**Directions**
Scan the entries below for the word "Target" and copy every line where it turns up.

(Exercise materials begins)

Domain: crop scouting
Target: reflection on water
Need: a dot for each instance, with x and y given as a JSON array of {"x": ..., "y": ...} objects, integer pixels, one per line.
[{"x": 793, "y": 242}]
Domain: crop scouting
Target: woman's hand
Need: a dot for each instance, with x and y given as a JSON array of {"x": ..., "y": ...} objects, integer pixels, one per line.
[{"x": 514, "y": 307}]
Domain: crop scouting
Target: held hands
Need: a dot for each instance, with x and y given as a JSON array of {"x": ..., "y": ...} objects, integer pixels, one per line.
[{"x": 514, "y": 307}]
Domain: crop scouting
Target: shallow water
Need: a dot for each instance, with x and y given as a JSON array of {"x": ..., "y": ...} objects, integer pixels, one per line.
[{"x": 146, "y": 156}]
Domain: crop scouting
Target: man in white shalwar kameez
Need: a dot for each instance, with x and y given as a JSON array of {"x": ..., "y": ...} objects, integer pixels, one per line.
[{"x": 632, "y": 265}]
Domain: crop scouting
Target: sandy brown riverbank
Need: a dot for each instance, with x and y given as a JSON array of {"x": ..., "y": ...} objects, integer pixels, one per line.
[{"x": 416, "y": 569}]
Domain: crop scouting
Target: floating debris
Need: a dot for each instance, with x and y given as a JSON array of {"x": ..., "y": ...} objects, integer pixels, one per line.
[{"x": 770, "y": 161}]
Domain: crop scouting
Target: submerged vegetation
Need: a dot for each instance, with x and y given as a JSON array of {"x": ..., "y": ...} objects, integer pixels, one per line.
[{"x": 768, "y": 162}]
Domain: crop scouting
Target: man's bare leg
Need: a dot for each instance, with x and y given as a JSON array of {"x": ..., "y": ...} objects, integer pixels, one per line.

(Exercise materials ends)

**Solution to the problem**
Target: reflection on water
Target: woman's hand
Target: held hands
Target: shallow water
Target: man in white shalwar kameez
Target: sandy brown riverbank
Target: floating debris
Target: submerged vegetation
Target: man's bare leg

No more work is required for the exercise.